§ **ASSIGNMENT**: Restate the data that follows exactly as it stands, beginning with the first line and ending with the line that contains "Target: wooden deck platform".

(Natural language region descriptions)
- - - - -

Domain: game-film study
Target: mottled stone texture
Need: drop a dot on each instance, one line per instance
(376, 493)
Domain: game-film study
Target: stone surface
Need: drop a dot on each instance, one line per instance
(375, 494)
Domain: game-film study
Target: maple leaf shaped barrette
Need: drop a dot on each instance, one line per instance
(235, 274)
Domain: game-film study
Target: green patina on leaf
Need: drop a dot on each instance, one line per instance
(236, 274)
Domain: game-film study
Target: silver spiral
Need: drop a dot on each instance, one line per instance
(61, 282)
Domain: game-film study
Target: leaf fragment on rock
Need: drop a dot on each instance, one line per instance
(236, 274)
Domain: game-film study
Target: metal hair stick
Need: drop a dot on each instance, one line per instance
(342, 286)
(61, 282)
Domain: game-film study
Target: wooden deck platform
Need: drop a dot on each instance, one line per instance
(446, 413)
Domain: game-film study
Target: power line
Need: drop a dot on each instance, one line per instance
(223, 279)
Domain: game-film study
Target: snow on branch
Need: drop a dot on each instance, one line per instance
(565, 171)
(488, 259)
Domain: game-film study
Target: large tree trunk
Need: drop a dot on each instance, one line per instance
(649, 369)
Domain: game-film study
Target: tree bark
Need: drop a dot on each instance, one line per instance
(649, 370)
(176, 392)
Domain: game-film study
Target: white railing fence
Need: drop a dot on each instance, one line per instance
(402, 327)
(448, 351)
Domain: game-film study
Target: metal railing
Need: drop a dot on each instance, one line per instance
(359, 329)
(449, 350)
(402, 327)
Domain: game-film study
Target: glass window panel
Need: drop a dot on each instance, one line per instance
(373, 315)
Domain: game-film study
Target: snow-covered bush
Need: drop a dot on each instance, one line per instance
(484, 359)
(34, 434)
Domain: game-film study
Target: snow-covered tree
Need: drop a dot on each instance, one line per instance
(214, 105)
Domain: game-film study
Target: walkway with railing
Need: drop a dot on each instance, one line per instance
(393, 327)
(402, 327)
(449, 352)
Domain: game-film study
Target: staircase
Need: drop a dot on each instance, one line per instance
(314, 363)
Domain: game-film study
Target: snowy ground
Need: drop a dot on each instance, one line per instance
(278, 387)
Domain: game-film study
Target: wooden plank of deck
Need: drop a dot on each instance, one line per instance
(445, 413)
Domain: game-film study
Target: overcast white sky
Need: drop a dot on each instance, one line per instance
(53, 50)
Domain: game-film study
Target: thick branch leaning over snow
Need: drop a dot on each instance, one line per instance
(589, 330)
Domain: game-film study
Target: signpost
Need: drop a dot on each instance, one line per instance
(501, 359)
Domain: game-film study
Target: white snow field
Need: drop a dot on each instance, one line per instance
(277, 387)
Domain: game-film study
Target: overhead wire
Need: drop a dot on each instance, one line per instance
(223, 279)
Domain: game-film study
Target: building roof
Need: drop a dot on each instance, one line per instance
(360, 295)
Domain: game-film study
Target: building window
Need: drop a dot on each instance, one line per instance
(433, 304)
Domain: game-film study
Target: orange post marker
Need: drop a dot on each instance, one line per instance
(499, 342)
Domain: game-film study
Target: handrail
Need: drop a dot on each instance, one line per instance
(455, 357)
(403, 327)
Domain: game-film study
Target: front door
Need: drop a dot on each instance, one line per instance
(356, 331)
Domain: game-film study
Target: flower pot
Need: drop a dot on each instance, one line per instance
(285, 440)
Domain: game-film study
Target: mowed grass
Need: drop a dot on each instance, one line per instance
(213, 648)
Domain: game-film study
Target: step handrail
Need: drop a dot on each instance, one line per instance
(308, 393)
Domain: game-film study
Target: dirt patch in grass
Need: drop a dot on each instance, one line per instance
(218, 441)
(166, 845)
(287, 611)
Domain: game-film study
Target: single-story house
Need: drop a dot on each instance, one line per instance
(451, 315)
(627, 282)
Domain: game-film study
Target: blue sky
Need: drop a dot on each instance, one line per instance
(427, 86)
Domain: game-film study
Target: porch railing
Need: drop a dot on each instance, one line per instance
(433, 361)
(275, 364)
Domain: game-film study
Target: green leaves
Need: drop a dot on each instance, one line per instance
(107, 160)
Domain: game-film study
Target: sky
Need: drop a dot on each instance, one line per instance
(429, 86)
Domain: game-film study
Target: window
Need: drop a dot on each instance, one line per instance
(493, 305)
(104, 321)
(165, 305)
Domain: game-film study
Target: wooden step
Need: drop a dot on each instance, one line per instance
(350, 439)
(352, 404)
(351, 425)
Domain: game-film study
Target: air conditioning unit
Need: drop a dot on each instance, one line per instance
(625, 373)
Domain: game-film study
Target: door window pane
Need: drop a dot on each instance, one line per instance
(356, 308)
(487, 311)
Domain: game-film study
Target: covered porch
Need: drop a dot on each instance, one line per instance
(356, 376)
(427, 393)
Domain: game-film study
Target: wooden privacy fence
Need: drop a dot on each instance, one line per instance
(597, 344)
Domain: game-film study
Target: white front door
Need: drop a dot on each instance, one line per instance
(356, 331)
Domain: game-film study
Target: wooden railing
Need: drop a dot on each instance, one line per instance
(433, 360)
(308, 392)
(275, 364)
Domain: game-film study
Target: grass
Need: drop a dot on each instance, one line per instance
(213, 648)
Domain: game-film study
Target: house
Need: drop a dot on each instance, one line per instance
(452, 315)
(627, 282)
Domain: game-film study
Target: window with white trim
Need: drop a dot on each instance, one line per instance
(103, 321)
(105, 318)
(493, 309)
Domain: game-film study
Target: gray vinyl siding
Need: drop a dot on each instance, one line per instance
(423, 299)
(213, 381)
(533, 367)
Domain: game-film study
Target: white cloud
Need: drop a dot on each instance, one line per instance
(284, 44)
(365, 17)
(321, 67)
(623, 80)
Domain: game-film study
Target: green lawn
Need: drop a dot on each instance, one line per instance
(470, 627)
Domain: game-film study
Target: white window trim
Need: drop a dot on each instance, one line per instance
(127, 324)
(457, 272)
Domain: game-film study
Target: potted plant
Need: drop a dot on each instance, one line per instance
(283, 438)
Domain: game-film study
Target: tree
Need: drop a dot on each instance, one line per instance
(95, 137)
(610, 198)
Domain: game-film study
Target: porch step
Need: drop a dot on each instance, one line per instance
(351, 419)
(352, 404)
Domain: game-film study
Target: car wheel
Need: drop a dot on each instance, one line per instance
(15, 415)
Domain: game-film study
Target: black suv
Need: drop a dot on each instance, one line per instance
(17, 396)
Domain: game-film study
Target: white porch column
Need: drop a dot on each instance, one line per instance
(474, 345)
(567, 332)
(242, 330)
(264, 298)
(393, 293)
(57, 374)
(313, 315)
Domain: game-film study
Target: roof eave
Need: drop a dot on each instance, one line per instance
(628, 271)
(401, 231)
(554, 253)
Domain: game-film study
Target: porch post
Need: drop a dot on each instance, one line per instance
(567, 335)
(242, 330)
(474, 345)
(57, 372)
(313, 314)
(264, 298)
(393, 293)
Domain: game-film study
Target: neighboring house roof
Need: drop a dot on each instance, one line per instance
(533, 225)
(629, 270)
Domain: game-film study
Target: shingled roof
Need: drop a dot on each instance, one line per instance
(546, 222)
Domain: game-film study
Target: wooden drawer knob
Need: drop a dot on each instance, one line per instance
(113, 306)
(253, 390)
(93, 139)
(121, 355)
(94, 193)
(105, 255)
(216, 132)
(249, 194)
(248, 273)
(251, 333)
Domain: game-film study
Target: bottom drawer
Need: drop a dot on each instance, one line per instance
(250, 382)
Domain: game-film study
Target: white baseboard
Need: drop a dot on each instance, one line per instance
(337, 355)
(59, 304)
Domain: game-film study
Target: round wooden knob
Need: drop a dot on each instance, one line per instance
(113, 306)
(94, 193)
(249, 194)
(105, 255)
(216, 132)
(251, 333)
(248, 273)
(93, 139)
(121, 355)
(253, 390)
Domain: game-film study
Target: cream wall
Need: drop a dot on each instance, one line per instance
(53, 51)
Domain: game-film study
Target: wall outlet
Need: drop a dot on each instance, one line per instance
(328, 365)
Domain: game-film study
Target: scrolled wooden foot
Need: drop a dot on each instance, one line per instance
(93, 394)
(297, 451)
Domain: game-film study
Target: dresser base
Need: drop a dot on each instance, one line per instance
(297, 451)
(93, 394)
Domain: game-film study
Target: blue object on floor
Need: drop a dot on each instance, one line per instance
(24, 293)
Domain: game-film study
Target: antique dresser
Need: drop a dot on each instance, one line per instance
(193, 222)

- - - - -

§ **PROBLEM SOLUTION**:
Domain: game-film study
Target: mottled stone texture
Need: drop a dot on each instance, one line per instance
(376, 493)
Domain: game-film study
Target: stone surface
Need: drop a dot on each instance, one line per instance
(375, 494)
Domain: game-film study
Target: maple leaf shaped barrette
Need: drop a dot on each instance, one line per instance
(235, 274)
Domain: game-film study
Target: green patina on leaf
Need: drop a dot on each instance, one line per instance
(236, 274)
Domain: game-film study
Target: silver spiral
Need: drop a dot on each instance, one line per instance
(61, 282)
Domain: game-film study
Target: leaf fragment on rock
Need: drop a dot on each instance, one line per instance
(236, 274)
Domain: game-film study
Target: metal hair stick
Need: drop a dot on each instance, one line per instance
(342, 286)
(61, 282)
Domain: game-film study
Target: wooden deck platform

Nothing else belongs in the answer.